> TASK DESCRIPTION
Starting with the line that contains "Where can you spot the dirt", reproduce each line through the end of the listing below, with no other output.

-- BEGIN GIVEN RECORDS --

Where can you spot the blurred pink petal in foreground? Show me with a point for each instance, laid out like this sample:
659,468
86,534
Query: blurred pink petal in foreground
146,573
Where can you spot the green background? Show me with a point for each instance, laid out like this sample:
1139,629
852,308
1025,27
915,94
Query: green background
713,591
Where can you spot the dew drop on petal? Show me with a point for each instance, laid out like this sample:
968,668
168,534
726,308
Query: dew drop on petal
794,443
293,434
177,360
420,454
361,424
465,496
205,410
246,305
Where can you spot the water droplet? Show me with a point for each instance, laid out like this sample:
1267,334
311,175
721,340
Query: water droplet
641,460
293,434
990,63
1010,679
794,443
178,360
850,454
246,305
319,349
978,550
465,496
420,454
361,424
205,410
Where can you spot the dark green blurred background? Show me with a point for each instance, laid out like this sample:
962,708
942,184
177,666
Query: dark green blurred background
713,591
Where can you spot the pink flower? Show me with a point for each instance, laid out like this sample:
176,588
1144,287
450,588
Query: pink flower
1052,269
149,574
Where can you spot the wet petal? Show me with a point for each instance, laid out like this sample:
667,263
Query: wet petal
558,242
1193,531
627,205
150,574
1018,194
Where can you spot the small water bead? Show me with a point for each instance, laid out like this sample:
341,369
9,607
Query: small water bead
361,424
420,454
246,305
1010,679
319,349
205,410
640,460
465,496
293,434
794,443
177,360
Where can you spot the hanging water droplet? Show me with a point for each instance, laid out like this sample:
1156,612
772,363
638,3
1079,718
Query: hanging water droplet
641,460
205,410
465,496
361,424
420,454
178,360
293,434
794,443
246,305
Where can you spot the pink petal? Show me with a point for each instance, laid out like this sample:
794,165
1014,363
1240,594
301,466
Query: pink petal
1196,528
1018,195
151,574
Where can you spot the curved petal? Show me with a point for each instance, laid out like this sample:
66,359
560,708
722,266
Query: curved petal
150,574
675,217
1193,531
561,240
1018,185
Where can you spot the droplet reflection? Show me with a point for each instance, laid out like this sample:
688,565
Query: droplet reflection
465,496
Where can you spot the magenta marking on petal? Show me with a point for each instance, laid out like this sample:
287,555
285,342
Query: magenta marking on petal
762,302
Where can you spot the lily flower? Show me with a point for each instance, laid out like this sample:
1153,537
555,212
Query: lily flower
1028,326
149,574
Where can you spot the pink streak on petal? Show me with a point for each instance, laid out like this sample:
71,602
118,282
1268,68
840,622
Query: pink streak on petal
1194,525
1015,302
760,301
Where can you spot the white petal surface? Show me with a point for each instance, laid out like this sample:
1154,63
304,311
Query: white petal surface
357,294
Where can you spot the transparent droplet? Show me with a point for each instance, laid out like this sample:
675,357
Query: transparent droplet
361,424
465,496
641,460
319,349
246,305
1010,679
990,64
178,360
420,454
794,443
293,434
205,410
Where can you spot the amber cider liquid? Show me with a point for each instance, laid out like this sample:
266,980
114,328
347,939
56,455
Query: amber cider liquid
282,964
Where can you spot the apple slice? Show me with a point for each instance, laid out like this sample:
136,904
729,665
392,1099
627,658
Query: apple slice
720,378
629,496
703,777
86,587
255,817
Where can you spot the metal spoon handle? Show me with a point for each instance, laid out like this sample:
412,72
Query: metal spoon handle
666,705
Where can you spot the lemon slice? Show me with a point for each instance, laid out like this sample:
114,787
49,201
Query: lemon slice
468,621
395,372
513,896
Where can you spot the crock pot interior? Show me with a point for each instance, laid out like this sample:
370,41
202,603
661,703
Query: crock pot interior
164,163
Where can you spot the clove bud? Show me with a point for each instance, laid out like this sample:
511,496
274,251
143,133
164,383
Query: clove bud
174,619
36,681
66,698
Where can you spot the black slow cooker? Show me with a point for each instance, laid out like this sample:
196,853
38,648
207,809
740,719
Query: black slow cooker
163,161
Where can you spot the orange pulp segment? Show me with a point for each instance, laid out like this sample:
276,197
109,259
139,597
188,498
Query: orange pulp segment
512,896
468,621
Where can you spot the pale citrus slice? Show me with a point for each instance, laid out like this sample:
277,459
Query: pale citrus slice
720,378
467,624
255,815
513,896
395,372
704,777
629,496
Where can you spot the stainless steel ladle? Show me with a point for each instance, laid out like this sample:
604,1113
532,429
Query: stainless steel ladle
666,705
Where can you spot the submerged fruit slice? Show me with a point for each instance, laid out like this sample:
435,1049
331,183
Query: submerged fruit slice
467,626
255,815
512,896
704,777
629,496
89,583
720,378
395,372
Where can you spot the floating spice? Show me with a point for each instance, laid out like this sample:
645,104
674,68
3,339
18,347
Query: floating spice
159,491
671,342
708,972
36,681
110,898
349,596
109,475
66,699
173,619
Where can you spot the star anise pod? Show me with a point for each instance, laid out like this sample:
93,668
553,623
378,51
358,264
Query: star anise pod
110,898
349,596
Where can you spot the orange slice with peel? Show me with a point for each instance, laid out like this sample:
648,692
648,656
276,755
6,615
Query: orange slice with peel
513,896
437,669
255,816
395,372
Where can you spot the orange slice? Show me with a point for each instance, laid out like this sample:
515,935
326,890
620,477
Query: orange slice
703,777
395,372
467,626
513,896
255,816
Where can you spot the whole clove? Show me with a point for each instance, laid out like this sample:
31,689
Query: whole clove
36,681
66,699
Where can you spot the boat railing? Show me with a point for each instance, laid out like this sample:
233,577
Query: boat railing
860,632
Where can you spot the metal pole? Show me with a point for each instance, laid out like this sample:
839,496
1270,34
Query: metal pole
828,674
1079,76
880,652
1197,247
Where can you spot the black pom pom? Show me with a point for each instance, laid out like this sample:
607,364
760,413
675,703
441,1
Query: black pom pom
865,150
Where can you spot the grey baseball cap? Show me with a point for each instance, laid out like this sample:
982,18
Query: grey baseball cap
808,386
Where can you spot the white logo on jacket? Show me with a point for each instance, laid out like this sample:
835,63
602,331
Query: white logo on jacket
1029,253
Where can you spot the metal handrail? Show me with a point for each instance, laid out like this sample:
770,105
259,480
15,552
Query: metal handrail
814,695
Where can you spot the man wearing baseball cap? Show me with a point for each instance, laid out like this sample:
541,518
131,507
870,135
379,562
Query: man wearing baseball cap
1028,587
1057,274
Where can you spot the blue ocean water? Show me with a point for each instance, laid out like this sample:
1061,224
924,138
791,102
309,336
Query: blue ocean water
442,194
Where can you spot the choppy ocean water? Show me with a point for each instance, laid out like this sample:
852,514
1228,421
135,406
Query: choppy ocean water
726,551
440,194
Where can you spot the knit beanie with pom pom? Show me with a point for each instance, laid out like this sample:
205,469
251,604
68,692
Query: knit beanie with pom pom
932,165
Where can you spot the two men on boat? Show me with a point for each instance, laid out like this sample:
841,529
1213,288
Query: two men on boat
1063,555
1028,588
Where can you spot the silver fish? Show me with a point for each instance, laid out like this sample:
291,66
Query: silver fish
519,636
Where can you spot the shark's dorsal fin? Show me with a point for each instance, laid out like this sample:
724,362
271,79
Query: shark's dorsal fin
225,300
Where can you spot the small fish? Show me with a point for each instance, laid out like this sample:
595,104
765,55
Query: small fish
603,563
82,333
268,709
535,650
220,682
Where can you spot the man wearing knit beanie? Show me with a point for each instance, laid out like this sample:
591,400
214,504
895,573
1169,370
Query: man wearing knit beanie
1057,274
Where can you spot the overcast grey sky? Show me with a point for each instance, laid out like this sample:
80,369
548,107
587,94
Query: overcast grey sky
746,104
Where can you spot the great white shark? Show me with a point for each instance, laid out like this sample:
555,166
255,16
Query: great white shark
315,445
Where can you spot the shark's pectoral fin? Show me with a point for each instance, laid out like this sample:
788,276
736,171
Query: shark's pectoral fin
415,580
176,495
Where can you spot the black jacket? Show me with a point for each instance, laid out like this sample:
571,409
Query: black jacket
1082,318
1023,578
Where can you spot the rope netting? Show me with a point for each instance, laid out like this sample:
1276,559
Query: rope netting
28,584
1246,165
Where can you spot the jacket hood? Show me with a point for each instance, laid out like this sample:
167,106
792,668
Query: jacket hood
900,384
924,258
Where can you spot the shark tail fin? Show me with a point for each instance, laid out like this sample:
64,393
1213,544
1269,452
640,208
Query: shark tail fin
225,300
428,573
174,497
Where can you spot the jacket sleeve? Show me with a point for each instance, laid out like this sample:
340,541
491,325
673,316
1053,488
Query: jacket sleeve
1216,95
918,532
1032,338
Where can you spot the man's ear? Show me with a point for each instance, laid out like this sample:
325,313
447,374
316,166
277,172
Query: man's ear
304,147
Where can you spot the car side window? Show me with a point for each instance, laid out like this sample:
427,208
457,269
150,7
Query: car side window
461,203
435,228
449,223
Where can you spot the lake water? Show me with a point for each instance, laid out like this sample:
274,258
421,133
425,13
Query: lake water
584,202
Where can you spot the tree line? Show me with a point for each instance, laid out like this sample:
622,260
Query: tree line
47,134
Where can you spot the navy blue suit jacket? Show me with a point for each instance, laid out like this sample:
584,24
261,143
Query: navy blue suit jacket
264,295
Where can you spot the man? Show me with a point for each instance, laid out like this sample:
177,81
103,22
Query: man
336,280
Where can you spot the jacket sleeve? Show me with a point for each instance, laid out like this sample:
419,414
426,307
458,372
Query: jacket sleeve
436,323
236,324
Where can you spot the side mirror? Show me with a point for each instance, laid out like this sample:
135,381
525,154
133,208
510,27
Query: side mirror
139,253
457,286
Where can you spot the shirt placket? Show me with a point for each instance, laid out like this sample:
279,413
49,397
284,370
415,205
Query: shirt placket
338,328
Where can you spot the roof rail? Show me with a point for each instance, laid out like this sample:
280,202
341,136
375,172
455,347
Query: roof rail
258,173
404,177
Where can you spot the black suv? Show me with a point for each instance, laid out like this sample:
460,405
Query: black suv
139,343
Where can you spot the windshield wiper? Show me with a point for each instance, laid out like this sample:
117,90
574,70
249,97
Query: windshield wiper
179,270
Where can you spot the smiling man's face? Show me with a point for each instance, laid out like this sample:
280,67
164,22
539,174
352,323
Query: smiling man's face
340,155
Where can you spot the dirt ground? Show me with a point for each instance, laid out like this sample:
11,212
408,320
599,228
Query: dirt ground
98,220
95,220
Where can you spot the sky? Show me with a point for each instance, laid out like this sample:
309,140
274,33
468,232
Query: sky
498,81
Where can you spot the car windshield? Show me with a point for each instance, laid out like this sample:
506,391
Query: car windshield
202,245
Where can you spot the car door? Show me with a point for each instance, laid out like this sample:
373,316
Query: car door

-- END GIVEN RECORDS --

> TASK SOLUTION
Where can you spot the dirt ground? Show me with a point for each instance, laid out like this sample:
11,212
408,320
599,228
Query: dirt ground
98,220
95,220
Where can you spot the sky? Show me with a point for each instance, laid out like this sample:
309,140
274,33
468,232
Query: sky
498,81
Where can you spot the car windshield? Show me with a point for each instance, laid out like this sample:
506,391
Query: car windshield
202,245
Where can you spot the car door? Show me with a point for each instance, laid out like this sample:
373,316
Query: car door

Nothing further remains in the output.